Copy each of the following entries word for word, keeping every line as it stands.

EXERCISE INPUT>
========

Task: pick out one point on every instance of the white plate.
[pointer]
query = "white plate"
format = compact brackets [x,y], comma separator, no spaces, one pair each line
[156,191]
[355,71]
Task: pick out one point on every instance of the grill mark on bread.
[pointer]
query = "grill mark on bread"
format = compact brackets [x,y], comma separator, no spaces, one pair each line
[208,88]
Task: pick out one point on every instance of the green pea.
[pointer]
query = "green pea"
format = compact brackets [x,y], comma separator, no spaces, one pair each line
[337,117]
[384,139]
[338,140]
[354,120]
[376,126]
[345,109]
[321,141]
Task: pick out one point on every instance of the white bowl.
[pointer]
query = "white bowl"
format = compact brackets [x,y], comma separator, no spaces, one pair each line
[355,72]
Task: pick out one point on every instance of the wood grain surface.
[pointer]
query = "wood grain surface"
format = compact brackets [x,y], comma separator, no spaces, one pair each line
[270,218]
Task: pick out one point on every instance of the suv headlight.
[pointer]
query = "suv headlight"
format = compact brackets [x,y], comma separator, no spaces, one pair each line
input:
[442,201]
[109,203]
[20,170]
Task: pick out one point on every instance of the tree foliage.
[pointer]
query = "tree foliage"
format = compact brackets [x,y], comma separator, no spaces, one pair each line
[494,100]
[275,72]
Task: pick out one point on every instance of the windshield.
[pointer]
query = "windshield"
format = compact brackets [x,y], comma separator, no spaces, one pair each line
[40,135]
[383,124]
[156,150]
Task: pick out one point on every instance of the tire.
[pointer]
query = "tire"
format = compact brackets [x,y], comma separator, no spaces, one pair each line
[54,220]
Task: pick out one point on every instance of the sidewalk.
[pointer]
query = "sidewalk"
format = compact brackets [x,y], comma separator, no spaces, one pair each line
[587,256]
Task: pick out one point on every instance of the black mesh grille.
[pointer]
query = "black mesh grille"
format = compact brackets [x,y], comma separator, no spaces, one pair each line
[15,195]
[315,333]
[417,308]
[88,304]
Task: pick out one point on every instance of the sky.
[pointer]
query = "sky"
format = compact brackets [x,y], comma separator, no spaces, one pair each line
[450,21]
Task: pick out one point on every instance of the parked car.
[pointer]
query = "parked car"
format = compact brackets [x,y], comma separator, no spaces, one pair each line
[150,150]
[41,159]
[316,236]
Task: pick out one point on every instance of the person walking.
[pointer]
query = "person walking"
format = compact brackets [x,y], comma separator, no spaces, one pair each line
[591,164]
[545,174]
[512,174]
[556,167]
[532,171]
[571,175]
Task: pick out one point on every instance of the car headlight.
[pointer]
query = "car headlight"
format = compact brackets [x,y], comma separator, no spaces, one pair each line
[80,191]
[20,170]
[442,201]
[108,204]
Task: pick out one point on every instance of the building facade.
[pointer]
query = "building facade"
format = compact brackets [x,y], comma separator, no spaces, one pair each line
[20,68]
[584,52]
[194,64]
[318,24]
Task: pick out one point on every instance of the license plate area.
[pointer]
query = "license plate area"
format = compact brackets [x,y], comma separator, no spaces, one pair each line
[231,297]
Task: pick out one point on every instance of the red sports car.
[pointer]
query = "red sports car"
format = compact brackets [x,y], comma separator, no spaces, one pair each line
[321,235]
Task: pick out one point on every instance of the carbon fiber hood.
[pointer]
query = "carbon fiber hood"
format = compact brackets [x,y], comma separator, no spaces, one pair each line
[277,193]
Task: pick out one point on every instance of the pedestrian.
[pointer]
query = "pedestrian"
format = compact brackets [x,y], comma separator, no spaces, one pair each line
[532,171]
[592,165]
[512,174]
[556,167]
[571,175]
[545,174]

========

OUTPUT>
Task: pick out one point on every instance of the white plate.
[pointer]
query = "white plate"
format = compact brackets [x,y], comma separator, no spaces, one pair each line
[156,191]
[355,71]
Task: pick out one point on every instance of the grill mark on bread.
[pointer]
query = "grill mark on bread"
format = compact brackets [x,y], comma separator, no spaces, one pair each line
[208,88]
Task: pick out one point on every instance of the green pea.
[pointer]
query = "green pea"
format = compact brackets [x,y], comma separator, no spaces, one pair each line
[337,117]
[384,139]
[338,140]
[354,120]
[376,126]
[345,109]
[321,141]
Task: pick out one point on every instance of the white bowl.
[pointer]
query = "white bowl"
format = compact brackets [x,y], comma separator, no spaces, one pair each line
[355,72]
Task: pick out one point on every instance of the wood grain surface.
[pointer]
query = "wood grain surface"
format = compact brackets [x,y], comma separator, no spaces, one pair each line
[270,218]
Task: pick out one point on every instance of the suv headlight.
[pointer]
query = "suv headlight"
format = compact brackets [x,y], comma separator, no spaces, one pair each line
input:
[442,201]
[109,203]
[20,170]
Task: pick out one point on every instance of the tree foliage.
[pointer]
query = "tree foliage"
format = compact brackets [x,y], comma separator, no spaces, one pair each line
[494,100]
[275,72]
Task: pick out one point on every instance of the windshield.
[pointer]
query = "windshield"
format = compact brackets [x,y], comma separator, no spaces, one pair each line
[40,135]
[383,124]
[156,150]
Task: pick out one point on every instance of the tire.
[pointer]
query = "tire"
format = compact brackets [x,y], comma separator, no spaces, one pair each line
[54,220]
Task: pick out one point on every instance of the sidewalk.
[pointer]
query = "sidewalk"
format = compact brackets [x,y], comma separator, no spaces, one pair each line
[587,256]
Task: pick out one point on every instance of the black mesh grille.
[pointer]
query = "black mesh grille"
format = compact brackets [x,y], comma separator, no spaces, one pair each line
[15,195]
[315,333]
[417,308]
[88,304]
Task: pick out one point on every instance of the sky.
[pointer]
query = "sky"
format = compact brackets [x,y], comma separator, no spaces, one pair each line
[450,21]
Task: pick out one point on every instance of the parked car.
[pointer]
query = "parked car"
format = compact brackets [x,y], comma separator, no spaces, one pair each line
[150,150]
[41,159]
[316,236]
Task: pick out one point on every instance of the person walking.
[pointer]
query = "person walking"
format = compact brackets [x,y], comma separator, no spaces, one pair each line
[591,164]
[545,174]
[512,174]
[556,167]
[532,171]
[571,175]
Task: pick out one point on every instance of the car headlight.
[pointer]
query = "car headlight"
format = compact brackets [x,y], comma separator, no spaces, one pair each line
[80,191]
[20,170]
[442,201]
[108,204]
Task: pick out one point on every instance of the building facade.
[pointer]
query = "building facade"
format = compact brackets [x,y], comma separator, no spaces, one pair each line
[20,68]
[584,52]
[194,64]
[318,24]
Task: pick out one point on every instance of the license plate area.
[pointer]
query = "license plate area"
format = compact brackets [x,y], comma separator, no spaces, one pair each line
[231,297]
Task: pick out one point on every instance of the red sports car.
[pointer]
query = "red sports car"
format = compact brackets [x,y], comma separator, no spaces, one pair each line
[321,235]
Task: pick out one point on every instance of the carbon fiber hood.
[pointer]
query = "carbon fiber hood"
format = compact brackets [x,y], comma separator, no spaces, one pair each line
[277,193]
Task: pick out one point on every instance of the pedestrian.
[pointer]
query = "pedestrian"
format = compact brackets [x,y], comma separator, no spaces, one pair each line
[532,171]
[592,165]
[512,174]
[556,167]
[571,175]
[545,174]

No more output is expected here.